● Page excerpt:
------------

Lev Slutskiy, regional sales manager at Vicor, told EE Times that the amount of power demanded by fast processing of big data and AI training is increasing rapidly.
“At the same time, current and new technologies—7 nm and below—require lower voltage and this leads to very high currents,” he said. “Another challenge is to maintain supply voltage during fast load transients, while the area occupied by the power supply should be minimized.”
These are all challenges the power delivery network (PDN), which supplies power to big processors, must cope with. Addressing these challenges means coming up with a PDN architecture with minimal impedance for minimal losses and minimizing PDN parasitic inductance and resistance to optimize load transient response.
The Open Compute Project, an industry consortium led by hyperscalers like Meta and Google that drives standardization in IT infrastructure, is advocating for a change from 12 V to 48 V for PDNs.
Slutskiy explained that using higher voltage means the same amount of energy can be delivered at lower current, meaning I2R losses are minimized. Forty-eight volts was chosen as it is the highest possible voltage allowed for SELV (safety extra-low voltage); at 48 V, the current needed to supply the same power is a quarter of the current needed at 12 V, which means I2R losses drop by a factor of 16.
“Using 48 V instead of 12 V makes multiphase architectures de facto impossible, since duty cycle decreases and the efficiency drops, so a new architectural approach is needed,” Slutskiy said, noting that Vicor’s factorized power architecture (FPA) enables 48 V power distribution, while allowing the last conversion stage to be pushed extremely close to the load.
FPA separates power conversion into two stages: a 48-V pre-regulation module followed by a fixed-ratio voltage transformation stage (VTM). The regulation module can be placed wherever convenient, but the VTM can be placed very close to the processor, and is optimized for high current density, efficiency and low noise.

------------

● Entries shown:
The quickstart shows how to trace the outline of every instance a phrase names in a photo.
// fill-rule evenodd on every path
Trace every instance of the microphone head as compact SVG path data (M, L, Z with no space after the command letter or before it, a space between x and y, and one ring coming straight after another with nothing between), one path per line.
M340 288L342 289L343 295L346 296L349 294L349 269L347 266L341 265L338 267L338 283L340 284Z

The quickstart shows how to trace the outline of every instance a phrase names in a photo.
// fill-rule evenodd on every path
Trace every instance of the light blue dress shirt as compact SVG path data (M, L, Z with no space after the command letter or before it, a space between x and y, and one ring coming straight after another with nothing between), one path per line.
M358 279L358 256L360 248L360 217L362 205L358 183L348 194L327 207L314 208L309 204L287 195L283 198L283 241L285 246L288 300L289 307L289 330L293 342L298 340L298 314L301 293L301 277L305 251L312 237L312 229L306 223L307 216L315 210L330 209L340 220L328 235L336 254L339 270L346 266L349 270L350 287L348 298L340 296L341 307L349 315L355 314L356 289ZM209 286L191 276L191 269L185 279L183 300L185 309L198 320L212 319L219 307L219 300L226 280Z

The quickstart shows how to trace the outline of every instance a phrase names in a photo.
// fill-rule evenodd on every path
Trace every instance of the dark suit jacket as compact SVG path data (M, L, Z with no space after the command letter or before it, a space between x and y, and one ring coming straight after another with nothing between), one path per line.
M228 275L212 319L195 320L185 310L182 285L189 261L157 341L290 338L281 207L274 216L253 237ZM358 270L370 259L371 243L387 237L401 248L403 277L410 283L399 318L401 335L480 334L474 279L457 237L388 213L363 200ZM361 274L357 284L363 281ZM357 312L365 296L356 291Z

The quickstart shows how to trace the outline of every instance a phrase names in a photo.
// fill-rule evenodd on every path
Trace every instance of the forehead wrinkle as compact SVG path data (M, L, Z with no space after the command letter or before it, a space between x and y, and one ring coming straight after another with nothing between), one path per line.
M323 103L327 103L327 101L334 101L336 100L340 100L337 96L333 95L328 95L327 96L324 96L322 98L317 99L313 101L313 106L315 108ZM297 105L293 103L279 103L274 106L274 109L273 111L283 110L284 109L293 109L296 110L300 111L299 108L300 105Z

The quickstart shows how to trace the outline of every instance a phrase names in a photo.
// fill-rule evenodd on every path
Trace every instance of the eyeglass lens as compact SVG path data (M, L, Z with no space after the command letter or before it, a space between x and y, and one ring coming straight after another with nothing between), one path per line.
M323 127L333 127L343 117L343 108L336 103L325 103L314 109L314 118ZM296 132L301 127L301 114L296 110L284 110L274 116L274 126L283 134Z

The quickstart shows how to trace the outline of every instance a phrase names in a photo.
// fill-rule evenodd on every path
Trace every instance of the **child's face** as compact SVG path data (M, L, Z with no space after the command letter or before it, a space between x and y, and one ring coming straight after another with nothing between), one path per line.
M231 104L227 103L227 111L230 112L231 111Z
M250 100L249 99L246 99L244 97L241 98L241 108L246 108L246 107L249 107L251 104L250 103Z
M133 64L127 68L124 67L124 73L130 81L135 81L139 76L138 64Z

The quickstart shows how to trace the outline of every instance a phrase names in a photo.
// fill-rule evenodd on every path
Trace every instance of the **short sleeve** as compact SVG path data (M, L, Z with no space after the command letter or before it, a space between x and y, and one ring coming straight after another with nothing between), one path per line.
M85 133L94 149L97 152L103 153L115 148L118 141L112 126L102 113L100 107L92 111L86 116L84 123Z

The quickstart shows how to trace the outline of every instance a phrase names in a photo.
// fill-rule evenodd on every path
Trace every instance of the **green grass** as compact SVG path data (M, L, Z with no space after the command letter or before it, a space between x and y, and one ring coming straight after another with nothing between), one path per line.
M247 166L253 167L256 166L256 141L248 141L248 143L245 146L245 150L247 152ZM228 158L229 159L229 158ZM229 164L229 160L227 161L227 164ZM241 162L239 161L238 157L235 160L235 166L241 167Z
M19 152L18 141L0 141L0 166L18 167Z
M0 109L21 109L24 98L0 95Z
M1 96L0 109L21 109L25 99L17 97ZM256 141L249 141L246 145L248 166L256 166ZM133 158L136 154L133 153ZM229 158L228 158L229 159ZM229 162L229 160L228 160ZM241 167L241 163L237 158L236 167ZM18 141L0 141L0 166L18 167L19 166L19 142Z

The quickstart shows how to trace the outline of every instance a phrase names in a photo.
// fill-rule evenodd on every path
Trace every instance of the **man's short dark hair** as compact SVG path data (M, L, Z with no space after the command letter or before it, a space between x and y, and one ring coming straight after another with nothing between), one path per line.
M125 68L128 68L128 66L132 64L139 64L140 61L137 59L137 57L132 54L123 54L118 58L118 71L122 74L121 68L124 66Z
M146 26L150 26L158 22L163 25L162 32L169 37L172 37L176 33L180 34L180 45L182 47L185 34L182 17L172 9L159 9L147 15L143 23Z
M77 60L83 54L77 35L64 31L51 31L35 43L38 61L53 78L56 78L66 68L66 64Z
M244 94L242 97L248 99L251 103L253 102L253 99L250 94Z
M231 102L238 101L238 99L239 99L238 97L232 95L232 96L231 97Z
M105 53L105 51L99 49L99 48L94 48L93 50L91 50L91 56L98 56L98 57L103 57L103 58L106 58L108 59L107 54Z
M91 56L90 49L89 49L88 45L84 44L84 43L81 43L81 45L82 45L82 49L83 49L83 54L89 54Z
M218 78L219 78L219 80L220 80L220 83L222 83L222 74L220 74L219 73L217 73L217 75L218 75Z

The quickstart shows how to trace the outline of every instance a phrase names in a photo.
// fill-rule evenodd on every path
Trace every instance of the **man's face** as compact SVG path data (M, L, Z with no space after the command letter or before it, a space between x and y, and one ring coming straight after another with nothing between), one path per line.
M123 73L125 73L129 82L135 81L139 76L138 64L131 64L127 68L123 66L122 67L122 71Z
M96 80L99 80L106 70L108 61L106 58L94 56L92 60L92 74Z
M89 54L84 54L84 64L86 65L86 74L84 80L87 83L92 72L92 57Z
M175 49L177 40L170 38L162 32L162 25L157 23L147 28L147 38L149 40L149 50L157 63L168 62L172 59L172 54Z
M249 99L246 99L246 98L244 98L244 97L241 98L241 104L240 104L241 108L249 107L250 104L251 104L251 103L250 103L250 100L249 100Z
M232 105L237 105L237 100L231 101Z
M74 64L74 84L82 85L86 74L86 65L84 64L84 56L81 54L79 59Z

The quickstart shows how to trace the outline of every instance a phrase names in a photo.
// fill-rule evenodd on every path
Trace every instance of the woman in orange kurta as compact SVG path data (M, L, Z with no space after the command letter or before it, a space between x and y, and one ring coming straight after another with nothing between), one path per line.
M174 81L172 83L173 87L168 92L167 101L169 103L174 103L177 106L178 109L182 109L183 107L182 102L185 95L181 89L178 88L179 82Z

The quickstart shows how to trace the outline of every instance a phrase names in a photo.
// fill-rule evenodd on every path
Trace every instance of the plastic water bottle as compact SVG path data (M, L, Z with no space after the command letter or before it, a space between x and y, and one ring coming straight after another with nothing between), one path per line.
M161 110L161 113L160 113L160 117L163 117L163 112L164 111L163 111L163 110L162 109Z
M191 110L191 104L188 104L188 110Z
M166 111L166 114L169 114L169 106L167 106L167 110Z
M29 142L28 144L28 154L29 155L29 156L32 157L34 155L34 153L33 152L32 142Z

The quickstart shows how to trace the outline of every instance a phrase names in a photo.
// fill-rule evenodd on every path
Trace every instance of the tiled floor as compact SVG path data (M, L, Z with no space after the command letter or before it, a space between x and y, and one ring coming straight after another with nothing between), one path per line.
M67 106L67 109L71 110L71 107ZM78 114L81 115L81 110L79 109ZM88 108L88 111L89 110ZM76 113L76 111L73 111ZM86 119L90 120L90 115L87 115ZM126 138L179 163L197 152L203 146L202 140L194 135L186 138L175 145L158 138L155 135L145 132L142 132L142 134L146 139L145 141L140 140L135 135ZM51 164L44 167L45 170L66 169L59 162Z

------------

● Jobs:
**a)** Decide whether each statement below agrees with the power delivery excerpt, answering yes or no and quoting the words from the excerpt that settle it. (i) The Open Compute Project is pushing for PDNs to move from 12 V to 48 V. (ii) Switching from 12 V to 48 V cuts I2R losses by a factor of four. (iii) In FPA, the regulation module has to sit very close to the processor.
**b)** Restate word for word everything in the power delivery excerpt from "Slutskiy explained that" down to "to the load.".

● Results of the exercise:
**a)**
(i) Yes: "is advocating for a change from 12 V to 48 V for PDNs."
(ii) No: "which means I2R losses drop by a factor of 16."
(iii) No: "The regulation module can be placed wherever convenient, but the VTM can be placed very close to the processor."

**b)**
Slutskiy explained that using higher voltage means the same amount of energy can be delivered at lower current, meaning I2R losses are minimized. Forty-eight volts was chosen as it is the highest possible voltage allowed for SELV (safety extra-low voltage); at 48 V, the current needed to supply the same power is a quarter of the current needed at 12 V, which means I2R losses drop by a factor of 16.
“Using 48 V instead of 12 V makes multiphase architectures de facto impossible, since duty cycle decreases and the efficiency drops, so a new architectural approach is needed,” Slutskiy said, noting that Vicor’s factorized power architecture (FPA) enables 48 V power distribution, while allowing the last conversion stage to be pushed extremely close to the load.